Answer each question from the Docker post below.
1. What package tool does the writer mention as a possible alternative to putting packages in the project Dockerfile?
2. Where might the writer's project be organized as an R package?
3. What does the writer describe as their general work interface into a working machine?

** Start Text to read **

To start, I have a bunch of questions about Docker. It seems to me it’s a tool one could make central to your computing set-up, for the purpose of both having reproducible projects, maintaining a general computing setup across machines, and quickly firing up cloud assets when you need them. Here goes:

  • Let’s say I have a Dockerfile that describes my general computing setup, meaning that it has a lot more stuff than I need for one project: It has R/RStudio, Anaconda/Jupyter, node.js, a bunch of assorted command line and connectivity tools, custom pandoc templates, dotfile configurations, and files with API keys, etc. Each custom part might be in GitHub repos, but in general I want this setup ready to go, and quickly portable in case I decide I want to move to a more powerful machine, move to work offline, my hardware fails or I lock myself out of my office. What should be my workflow for keeping it updated? How do I store the image so I can quickly fire it up on either my laptop, my powerful headless server, or a cloud asset?

  • For a project, I might have a Dockerfile that fires up the minimal setup for that analysis. If my project is, say, organized as an R package on Github, how and where should I store its associated Dockerfile? What should be in the Dockerfile? (For instance, should packages be there, or in something like Packrat?). Should I strive to use generic docker images available elsewhere?

  • I think of my general work interface into a working Machine as a terminal via SSH, plus a browser with RStudio or Jupyter notebook. If the machine is a Docker image, local or remote, would this be any different?

** End Text to read **
** Start Raw records **

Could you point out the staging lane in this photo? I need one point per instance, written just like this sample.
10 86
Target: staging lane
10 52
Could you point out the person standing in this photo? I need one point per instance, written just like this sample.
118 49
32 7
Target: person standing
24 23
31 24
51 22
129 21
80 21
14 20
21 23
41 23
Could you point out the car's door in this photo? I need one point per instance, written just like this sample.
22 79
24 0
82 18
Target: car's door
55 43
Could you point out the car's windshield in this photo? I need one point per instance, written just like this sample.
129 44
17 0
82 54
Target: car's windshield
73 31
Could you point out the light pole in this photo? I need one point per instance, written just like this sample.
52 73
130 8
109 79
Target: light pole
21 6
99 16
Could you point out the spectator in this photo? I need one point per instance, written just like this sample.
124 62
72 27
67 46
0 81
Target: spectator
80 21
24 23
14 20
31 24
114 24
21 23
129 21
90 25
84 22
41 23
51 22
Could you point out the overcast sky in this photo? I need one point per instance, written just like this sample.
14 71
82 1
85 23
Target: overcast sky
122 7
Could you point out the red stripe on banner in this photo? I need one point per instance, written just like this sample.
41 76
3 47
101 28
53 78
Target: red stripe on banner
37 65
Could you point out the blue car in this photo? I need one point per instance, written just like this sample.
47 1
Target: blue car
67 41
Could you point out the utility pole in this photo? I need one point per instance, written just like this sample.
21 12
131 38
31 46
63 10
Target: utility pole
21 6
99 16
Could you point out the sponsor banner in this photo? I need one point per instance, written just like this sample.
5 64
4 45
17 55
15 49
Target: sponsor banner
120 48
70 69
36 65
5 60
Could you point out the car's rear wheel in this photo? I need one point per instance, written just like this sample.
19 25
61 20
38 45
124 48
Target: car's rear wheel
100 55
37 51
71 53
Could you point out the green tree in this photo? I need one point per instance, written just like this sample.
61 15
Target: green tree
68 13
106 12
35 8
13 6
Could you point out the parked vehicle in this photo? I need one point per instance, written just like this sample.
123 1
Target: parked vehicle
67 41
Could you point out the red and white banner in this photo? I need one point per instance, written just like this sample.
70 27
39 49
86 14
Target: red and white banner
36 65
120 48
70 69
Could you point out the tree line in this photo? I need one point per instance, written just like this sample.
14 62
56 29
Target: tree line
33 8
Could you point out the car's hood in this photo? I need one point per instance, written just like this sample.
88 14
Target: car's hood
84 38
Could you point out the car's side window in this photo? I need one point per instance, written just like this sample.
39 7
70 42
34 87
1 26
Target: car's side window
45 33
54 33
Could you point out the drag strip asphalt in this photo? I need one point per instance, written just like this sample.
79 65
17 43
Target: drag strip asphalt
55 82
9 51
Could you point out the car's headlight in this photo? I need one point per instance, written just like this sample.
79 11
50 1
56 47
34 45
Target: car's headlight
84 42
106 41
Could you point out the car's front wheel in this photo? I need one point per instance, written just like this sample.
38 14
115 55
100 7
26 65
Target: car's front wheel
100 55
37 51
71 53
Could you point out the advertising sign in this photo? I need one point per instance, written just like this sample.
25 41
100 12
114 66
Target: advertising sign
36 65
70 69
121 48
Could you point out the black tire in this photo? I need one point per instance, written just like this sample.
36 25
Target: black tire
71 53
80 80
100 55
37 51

** End Raw records **

== The response ==
1. Packrat.
2. On GitHub.
3. A terminal via SSH, plus a browser with RStudio or Jupyter notebook.